**Desafio 1**. Reescreva o trecho do artigo sobre a guerra entre Israel e o Hamas que começa nas palavras "01 Novembro 2023" e vai até "de Luisa Rabolini.", substituindo "civis" por "inocentes".
**Desafio 2**.
Responda às perguntas com base no artigo sobre a guerra entre Israel e o Hamas.
(a) Quem dirige a revista Aggiornamenti sociali?
(b) Quem fez a tradução do artigo?
(c) Que cargo ocupa Tor Wennesland?
++++ Documento de origem
01 Novembro 2023
"Nesta guerra, que segundo Benjamin Netanyahu será 'longa e difícil', parece que todas as partes aceitaram que os civis são 'dispensáveis'. São o dano colateral da violência bélica que efetivamente viola um dos princípios básicos do direito humanitário internacional, elaborado nos últimos cem anos para proteger a população indefesa e evitar inúmeras mortes", escreve Giuseppe Riggio, diretor da revista Aggiornamenti sociali, em artigo publicado por revista Aggiornamente sociali, 30-10-2023. A tradução é de Luisa Rabolini.
O ataque desferido pelo Hamas no sul de Israel numa tranquila manhã de sábado de outubro foi súbito e horrível, causando a morte de centenas de civis e soldados, enquanto dezenas de pessoas de diferentes nacionalidades foram feitas reféns. Esperada e dura foi a reação violenta de Israel que começou a bombardear a Faixa de Gaza, reduto do Hamas, submetendo-a a um verdadeiro cerco, sem água, eletricidade e combustível durante dias. A surpresa inicial face ao que aconteceu em 7 de outubro de 2023, tanto em Israel (a começar pelas forças armadas e serviços de segurança israelenses que não tinham a menor ideia do que estava sendo preparado) como no mundo, deu imediatamente lugar à perplexidade e à preocupação porque – como declarou Tor Wennesland, coordenador especial das Nações Unidas para o processo de paz no Médio Oriente – “Estamos à beira de um abismo profundo e perigoso. […] O risco de expansão deste conflito é muito real e extremamente perigoso” [1]. Diante de uma perspectiva tão dramática, é importante recordar alguns elementos que podem ajudar a manter a lucidez numa situação onde prevalecem as reações emocionais, a incerteza e a confusão.
++++++++
++++ Conjunto de dados
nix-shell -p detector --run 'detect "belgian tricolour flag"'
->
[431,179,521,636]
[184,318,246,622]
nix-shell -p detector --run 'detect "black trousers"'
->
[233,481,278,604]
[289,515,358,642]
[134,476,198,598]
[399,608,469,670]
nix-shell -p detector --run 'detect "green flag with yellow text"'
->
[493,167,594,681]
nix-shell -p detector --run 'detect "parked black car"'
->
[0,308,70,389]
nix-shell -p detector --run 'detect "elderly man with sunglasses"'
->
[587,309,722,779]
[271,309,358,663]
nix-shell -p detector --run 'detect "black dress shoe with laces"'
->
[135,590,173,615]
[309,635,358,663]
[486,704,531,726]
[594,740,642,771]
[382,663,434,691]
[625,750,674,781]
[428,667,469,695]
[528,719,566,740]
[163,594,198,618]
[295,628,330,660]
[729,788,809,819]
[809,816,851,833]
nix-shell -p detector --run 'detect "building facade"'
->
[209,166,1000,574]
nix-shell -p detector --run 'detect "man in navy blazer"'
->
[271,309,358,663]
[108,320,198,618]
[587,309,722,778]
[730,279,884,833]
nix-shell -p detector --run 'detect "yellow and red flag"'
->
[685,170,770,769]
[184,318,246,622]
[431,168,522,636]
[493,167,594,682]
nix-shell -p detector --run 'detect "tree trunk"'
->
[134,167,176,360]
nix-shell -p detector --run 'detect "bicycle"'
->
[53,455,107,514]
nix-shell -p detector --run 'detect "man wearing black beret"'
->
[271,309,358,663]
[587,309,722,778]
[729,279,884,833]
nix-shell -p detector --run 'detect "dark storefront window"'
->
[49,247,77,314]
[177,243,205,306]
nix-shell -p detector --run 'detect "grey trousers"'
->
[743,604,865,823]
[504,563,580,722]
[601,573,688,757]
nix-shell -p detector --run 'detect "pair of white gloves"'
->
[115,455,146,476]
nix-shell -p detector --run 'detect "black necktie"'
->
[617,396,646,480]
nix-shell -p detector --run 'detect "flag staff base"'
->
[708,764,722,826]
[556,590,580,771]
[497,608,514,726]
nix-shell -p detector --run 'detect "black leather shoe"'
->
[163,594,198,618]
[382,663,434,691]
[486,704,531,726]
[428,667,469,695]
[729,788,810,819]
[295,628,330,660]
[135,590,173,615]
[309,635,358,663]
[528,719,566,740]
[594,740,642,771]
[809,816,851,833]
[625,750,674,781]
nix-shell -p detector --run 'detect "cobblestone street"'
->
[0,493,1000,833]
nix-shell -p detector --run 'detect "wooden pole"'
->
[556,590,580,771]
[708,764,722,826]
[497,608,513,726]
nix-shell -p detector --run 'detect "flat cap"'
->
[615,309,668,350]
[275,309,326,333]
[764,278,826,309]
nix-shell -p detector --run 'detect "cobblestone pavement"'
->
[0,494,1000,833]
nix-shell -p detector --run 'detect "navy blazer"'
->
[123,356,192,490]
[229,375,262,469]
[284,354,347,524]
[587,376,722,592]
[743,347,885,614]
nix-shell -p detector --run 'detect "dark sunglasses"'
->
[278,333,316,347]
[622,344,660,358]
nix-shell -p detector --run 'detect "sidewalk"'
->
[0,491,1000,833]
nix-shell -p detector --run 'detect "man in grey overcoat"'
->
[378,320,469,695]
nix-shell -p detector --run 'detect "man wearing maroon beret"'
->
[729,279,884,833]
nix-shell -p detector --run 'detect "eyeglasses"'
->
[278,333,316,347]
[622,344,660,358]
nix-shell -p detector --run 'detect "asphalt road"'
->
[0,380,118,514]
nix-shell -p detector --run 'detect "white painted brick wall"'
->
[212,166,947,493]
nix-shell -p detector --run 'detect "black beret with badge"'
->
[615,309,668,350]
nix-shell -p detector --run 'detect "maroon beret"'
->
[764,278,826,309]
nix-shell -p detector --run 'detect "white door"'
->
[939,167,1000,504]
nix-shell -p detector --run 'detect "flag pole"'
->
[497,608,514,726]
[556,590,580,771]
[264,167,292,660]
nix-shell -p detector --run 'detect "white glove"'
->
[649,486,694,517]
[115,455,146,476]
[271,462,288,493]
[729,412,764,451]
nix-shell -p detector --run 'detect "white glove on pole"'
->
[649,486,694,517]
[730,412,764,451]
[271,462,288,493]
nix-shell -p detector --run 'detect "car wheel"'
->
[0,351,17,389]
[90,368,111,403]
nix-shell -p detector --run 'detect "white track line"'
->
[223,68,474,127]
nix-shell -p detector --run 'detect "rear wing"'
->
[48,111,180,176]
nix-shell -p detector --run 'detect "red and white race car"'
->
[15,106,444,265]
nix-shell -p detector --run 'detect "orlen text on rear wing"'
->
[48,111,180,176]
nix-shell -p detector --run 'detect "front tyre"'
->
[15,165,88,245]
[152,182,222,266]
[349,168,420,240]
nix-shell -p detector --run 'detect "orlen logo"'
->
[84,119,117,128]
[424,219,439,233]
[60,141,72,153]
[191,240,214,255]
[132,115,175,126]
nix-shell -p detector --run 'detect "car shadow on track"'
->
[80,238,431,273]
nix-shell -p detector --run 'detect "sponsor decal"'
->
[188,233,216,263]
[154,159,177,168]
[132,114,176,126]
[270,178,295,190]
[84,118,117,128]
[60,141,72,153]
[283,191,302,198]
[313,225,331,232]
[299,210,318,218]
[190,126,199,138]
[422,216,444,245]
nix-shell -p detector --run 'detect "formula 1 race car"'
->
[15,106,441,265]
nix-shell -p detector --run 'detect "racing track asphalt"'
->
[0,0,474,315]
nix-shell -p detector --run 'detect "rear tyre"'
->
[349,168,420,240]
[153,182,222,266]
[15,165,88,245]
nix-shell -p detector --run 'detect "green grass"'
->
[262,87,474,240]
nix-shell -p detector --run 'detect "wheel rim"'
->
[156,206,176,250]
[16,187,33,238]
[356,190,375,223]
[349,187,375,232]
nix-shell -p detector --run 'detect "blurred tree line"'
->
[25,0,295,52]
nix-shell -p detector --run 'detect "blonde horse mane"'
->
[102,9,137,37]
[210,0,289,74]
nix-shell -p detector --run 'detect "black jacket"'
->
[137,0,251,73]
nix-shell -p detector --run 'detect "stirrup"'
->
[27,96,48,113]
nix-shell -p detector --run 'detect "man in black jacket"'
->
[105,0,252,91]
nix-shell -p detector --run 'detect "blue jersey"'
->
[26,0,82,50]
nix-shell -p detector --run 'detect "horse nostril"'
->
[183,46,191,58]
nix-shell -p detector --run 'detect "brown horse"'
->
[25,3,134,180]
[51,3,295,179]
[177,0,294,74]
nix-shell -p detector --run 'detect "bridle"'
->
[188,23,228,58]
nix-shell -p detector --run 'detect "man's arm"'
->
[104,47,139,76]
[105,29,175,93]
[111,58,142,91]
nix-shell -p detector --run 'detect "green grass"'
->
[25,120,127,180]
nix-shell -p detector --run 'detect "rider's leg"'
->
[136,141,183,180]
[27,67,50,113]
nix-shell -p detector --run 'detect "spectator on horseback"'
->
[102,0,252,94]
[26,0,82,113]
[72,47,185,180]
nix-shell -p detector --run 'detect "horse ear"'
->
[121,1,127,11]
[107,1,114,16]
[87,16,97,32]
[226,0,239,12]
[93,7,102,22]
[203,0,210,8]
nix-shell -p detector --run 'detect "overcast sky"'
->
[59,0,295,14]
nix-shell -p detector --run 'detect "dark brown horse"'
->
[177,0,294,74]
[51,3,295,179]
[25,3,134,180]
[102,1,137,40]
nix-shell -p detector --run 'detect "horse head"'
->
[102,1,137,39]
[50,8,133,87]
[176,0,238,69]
++++++++
**Resultado correto 1**.
01 Novembro 2023
"Nesta guerra, que segundo Benjamin Netanyahu será 'longa e difícil', parece que todas as partes aceitaram que os inocentes são 'dispensáveis'. São o dano colateral da violência bélica que efetivamente viola um dos princípios básicos do direito humanitário internacional, elaborado nos últimos cem anos para proteger a população indefesa e evitar inúmeras mortes", escreve Giuseppe Riggio, diretor da revista Aggiornamenti sociali, em artigo publicado por revista Aggiornamente sociali, 30-10-2023. A tradução é de Luisa Rabolini.

**Resultado correto 2**.
(a) Giuseppe Riggio.
(b) Luisa Rabolini.
(c) Tor Wennesland é coordenador especial das Nações Unidas para o processo de paz no Médio Oriente.